### Material to process
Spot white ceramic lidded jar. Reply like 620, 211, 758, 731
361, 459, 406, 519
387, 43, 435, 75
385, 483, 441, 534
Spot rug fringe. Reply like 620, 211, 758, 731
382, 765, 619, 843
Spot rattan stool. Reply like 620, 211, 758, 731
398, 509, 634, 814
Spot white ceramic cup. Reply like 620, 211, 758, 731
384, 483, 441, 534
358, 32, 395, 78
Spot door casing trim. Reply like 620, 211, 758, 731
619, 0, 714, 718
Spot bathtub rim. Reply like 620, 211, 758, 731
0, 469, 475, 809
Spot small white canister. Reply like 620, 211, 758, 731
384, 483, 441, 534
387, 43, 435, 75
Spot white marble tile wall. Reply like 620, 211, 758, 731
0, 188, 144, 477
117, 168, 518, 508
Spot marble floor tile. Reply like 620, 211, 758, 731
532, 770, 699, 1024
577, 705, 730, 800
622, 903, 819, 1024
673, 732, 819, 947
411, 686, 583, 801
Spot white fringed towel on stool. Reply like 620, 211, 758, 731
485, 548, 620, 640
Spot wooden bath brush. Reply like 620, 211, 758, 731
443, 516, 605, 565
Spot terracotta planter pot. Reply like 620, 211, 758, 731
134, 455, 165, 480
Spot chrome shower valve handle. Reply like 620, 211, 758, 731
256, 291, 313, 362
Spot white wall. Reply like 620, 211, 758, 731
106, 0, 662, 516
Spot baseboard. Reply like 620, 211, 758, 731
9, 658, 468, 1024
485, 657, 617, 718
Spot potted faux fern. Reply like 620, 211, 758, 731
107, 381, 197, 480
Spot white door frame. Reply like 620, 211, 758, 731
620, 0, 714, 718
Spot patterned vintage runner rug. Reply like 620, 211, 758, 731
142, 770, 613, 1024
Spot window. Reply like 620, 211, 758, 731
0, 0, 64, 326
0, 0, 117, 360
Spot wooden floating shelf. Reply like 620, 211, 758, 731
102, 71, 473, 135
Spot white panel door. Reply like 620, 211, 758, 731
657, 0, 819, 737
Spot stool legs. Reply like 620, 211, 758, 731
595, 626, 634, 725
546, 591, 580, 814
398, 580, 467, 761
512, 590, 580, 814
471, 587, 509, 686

### Set task
Convert all of the entries above into a two-column CSV with the headers "text" and "answer", one row per entry. Put each entry's wording and its complete answer in one quoted field apiece, replacing line breaks with spaces.

### The output
text,answer
"Spot white ceramic lidded jar. Reply like 620, 211, 758, 731","361, 459, 406, 519 387, 43, 435, 75 385, 483, 441, 534"
"Spot rug fringe. Reply like 620, 211, 758, 731","382, 765, 619, 843"
"Spot rattan stool. Reply like 620, 211, 758, 731","398, 509, 634, 814"
"Spot white ceramic cup. Reply like 620, 211, 758, 731","384, 483, 441, 534 358, 32, 395, 78"
"Spot door casing trim. Reply like 620, 211, 758, 731","619, 0, 714, 718"
"Spot bathtub rim. Reply like 620, 211, 758, 731","0, 469, 475, 809"
"Spot small white canister. Reply like 620, 211, 758, 731","384, 483, 441, 534 387, 43, 435, 75"
"Spot white marble tile wall. Reply like 620, 211, 758, 731","0, 188, 144, 477 117, 168, 518, 508"
"Spot marble floor tile. Reply like 620, 211, 758, 731","532, 770, 699, 1024 577, 705, 730, 800 622, 903, 819, 1024 673, 732, 819, 947 411, 686, 583, 801"
"Spot white fringed towel on stool. Reply like 620, 211, 758, 731","485, 548, 620, 640"
"Spot wooden bath brush. Reply like 620, 211, 758, 731","443, 516, 605, 565"
"Spot terracotta planter pot. Reply like 620, 211, 758, 731","134, 455, 165, 480"
"Spot chrome shower valve handle. Reply like 620, 211, 758, 731","256, 291, 313, 362"
"Spot white wall. Reply like 620, 211, 758, 731","106, 0, 662, 516"
"Spot baseboard. Reply like 620, 211, 758, 731","9, 658, 468, 1024 485, 657, 617, 718"
"Spot potted faux fern. Reply like 620, 211, 758, 731","107, 381, 197, 480"
"Spot white door frame. Reply like 620, 211, 758, 731","620, 0, 714, 718"
"Spot patterned vintage runner rug. Reply like 620, 211, 758, 731","142, 770, 613, 1024"
"Spot window. Reply like 620, 211, 758, 731","0, 0, 64, 326 0, 0, 117, 360"
"Spot wooden floating shelf. Reply like 620, 211, 758, 731","102, 71, 473, 135"
"Spot white panel door. Reply like 620, 211, 758, 731","657, 0, 819, 737"
"Spot stool legs. Reply like 620, 211, 758, 731","595, 626, 634, 725 546, 591, 580, 814 398, 580, 467, 761 512, 590, 580, 814 471, 587, 509, 686"